WHAT IS EXPECTED
Reproduce verbatim only the line that holds "Query: glass tabletop reflection" and the lines that follow it to the end of the listing.

RECORDS PROVIDED

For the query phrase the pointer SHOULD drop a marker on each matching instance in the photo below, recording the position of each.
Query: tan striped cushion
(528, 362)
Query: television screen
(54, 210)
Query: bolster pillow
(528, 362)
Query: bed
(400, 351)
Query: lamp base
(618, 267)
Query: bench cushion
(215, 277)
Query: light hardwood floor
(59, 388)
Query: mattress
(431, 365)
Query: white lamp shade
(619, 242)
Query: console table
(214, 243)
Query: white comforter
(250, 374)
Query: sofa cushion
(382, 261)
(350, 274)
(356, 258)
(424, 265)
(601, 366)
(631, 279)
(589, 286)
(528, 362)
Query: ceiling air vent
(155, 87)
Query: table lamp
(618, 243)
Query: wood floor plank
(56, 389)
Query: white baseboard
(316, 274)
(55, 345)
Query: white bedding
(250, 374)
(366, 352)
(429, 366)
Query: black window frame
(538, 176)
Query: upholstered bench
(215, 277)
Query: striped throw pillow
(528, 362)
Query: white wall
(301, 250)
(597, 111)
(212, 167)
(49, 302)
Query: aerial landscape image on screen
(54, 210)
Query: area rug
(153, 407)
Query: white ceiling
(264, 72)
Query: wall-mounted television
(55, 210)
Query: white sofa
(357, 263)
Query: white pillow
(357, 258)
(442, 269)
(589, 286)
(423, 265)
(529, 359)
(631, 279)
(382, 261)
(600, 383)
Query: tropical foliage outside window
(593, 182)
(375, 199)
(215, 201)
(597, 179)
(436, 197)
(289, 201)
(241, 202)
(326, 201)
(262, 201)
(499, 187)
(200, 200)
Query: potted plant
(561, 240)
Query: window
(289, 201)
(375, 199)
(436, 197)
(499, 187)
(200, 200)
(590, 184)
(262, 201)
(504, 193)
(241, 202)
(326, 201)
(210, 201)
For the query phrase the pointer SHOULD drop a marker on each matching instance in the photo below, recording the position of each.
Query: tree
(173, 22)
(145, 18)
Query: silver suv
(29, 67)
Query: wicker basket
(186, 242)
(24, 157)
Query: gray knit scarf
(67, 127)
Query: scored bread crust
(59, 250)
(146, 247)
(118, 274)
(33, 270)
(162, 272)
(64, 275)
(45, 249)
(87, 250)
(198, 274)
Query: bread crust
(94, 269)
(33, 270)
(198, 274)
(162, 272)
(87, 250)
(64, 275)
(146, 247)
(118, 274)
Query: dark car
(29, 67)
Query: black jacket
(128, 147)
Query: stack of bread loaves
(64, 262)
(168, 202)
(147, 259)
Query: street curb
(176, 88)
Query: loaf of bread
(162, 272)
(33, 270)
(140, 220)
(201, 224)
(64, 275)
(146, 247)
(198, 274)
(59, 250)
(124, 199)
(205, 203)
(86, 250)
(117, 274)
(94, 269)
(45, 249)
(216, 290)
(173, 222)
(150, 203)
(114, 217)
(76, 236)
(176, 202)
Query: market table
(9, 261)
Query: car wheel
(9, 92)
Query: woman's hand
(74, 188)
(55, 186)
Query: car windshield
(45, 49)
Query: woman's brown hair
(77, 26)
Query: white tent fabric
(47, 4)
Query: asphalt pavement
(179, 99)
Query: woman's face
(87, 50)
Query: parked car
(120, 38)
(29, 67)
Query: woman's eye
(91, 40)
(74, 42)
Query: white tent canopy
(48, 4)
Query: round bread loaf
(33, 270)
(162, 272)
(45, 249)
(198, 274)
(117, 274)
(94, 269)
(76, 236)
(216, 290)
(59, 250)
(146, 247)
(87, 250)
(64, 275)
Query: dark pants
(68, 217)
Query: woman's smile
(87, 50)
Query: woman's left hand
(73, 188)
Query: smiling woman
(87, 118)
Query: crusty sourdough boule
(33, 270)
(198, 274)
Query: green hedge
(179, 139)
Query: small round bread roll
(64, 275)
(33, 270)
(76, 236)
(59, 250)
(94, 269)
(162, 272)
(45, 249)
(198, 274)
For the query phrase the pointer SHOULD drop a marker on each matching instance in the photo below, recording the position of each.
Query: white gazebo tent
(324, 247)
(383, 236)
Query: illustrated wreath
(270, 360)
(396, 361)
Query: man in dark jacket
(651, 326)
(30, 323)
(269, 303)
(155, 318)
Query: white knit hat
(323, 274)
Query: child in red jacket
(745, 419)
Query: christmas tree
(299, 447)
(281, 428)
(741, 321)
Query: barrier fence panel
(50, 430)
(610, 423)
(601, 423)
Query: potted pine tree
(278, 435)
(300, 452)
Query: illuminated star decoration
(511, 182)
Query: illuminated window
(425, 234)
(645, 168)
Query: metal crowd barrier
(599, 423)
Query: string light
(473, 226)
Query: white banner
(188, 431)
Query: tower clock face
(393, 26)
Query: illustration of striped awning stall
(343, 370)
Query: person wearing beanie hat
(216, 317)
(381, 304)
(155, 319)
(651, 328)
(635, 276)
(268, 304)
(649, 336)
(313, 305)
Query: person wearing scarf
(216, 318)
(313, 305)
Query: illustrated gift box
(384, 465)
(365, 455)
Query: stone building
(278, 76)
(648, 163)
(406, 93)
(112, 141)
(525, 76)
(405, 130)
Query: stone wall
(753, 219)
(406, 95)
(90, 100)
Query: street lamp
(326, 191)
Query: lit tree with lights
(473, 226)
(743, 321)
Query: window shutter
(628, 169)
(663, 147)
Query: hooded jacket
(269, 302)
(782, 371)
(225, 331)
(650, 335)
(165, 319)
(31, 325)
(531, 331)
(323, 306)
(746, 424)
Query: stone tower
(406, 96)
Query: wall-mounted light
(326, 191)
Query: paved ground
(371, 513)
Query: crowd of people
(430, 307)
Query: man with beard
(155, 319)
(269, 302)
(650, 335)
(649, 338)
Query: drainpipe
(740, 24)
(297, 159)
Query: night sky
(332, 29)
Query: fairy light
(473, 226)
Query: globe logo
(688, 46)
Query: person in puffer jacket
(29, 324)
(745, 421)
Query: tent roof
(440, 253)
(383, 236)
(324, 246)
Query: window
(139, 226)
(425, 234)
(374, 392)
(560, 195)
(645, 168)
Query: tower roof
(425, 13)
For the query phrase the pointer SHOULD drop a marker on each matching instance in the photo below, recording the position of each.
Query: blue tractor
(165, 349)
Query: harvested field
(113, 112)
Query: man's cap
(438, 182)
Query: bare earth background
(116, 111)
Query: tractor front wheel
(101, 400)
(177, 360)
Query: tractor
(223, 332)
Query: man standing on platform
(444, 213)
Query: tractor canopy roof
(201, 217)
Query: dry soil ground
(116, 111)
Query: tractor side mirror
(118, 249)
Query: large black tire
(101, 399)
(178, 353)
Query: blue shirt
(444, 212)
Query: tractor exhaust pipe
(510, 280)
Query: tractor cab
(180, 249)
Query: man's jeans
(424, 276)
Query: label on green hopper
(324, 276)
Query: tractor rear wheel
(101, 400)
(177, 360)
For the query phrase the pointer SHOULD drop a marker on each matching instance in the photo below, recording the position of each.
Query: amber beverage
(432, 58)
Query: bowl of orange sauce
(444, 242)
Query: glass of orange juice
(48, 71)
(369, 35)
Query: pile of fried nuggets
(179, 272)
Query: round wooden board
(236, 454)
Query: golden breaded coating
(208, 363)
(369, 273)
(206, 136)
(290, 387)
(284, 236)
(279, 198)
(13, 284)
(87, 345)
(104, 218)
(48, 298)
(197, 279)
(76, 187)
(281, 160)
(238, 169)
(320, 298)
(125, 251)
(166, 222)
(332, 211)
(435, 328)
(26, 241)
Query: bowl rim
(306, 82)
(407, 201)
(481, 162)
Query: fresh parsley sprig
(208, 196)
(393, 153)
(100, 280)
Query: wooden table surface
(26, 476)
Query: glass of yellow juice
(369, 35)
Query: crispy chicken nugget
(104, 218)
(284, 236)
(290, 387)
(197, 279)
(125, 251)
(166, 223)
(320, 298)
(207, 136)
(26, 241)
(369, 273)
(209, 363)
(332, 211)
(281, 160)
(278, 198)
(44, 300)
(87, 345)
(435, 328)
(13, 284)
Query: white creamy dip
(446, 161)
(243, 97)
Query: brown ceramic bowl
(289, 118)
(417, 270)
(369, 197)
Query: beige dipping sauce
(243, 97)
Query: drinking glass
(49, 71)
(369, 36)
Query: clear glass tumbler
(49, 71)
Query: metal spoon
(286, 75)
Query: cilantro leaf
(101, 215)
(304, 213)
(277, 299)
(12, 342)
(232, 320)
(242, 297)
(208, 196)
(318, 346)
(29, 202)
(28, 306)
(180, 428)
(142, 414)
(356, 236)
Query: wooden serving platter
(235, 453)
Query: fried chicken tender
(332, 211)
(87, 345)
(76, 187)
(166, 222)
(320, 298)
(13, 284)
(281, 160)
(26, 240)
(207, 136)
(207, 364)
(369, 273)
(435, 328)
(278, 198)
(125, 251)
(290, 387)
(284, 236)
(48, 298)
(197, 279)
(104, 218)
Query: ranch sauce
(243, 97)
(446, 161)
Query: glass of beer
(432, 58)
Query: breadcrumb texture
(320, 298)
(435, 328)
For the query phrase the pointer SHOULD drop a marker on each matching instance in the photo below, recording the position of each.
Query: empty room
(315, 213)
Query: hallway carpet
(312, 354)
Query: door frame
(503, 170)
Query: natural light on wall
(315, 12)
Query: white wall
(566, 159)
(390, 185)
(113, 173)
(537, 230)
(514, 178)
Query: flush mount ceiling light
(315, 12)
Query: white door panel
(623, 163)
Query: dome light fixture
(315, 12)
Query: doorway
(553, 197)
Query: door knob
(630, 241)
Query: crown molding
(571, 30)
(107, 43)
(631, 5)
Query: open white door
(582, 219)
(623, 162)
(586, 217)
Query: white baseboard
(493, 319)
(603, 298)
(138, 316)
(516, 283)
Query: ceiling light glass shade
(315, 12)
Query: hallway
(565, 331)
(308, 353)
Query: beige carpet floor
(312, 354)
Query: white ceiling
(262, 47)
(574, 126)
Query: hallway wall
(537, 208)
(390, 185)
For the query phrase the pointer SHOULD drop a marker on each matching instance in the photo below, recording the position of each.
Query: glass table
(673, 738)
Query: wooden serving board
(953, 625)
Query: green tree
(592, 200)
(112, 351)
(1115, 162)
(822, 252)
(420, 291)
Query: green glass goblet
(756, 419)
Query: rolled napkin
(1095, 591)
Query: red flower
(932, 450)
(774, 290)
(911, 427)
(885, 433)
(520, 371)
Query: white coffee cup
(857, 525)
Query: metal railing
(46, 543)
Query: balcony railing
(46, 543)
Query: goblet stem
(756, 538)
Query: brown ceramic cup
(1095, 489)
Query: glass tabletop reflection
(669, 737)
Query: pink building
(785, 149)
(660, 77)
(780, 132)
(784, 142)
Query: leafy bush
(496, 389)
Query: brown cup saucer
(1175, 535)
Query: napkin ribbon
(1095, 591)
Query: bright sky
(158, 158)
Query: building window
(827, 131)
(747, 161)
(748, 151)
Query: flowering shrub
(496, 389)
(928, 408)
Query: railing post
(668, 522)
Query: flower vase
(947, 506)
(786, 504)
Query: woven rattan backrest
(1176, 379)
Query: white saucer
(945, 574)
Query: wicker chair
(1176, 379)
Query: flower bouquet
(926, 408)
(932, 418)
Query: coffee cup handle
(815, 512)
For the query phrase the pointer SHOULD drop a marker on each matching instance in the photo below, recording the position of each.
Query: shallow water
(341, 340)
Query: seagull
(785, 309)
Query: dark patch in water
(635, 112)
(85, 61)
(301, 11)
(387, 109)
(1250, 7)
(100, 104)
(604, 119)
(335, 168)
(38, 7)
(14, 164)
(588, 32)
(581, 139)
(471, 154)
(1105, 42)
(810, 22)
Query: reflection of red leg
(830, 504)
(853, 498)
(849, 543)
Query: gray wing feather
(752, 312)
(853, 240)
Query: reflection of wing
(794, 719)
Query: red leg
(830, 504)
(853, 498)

EXERCISE ANSWER
Query: glass tabletop reflection
(669, 737)
Query: pink building
(785, 149)
(660, 77)
(780, 132)
(784, 142)
Query: leafy bush
(496, 389)
Query: brown cup saucer
(1175, 535)
Query: napkin ribbon
(1095, 591)
Query: bright sky
(158, 158)
Query: building window
(827, 131)
(747, 161)
(748, 151)
Query: flowering shrub
(496, 389)
(928, 408)
Query: railing post
(668, 522)
Query: flower vase
(947, 506)
(786, 504)
Query: woven rattan backrest
(1176, 379)
Query: white saucer
(945, 574)
Query: wicker chair
(1176, 379)
Query: flower bouquet
(926, 408)
(932, 418)
Query: coffee cup handle
(815, 512)
For the query phrase the pointer SHOULD drop a marker on each matching instance in the photo below, recording the position of each.
Query: shallow water
(341, 340)
Query: seagull
(785, 309)
Query: dark patch in water
(635, 112)
(85, 61)
(301, 11)
(387, 109)
(1250, 7)
(100, 104)
(604, 119)
(335, 168)
(38, 7)
(14, 164)
(588, 32)
(581, 139)
(471, 154)
(1105, 42)
(810, 22)
Query: reflection of red leg
(830, 504)
(853, 498)
(849, 543)
Query: gray wing feather
(752, 312)
(853, 240)
Query: reflection of wing
(794, 719)
Query: red leg
(830, 504)
(853, 498)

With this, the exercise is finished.